**Records to process**:

===

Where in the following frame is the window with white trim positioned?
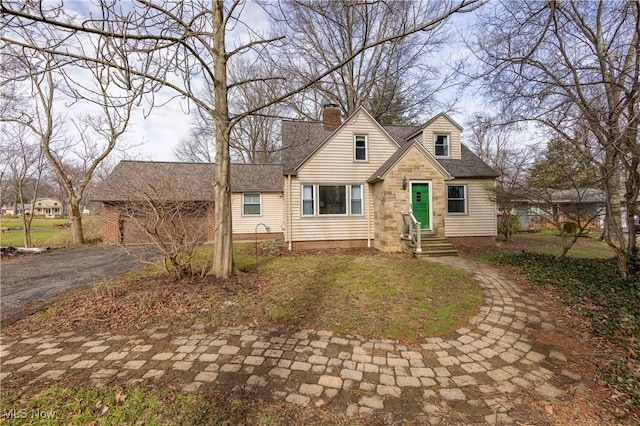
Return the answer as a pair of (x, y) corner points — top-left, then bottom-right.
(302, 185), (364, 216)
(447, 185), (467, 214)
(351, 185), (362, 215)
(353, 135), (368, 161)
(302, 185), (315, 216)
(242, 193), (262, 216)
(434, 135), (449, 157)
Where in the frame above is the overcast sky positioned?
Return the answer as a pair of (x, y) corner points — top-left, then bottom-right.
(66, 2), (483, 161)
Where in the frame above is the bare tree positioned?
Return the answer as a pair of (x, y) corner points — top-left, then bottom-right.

===

Reproduce every row above word for word, omitting the picture.

**Solution to the exercise**:
Where in the following frame is the window with white trim positioned?
Return the answer as a pair of (x, y) corner points — top-left, then bottom-right.
(302, 185), (364, 216)
(447, 185), (467, 214)
(351, 185), (362, 215)
(353, 135), (368, 161)
(302, 185), (315, 216)
(242, 193), (262, 216)
(434, 135), (449, 157)
Where in the frame above is the overcast sky positioned?
Return the answer as a pair of (x, y) corner points — top-left, then bottom-right.
(66, 2), (483, 161)
Where in the frame above is the bare tree positioned?
Return the answer as a pair of (x, y) corner points — top-left, then bottom-right.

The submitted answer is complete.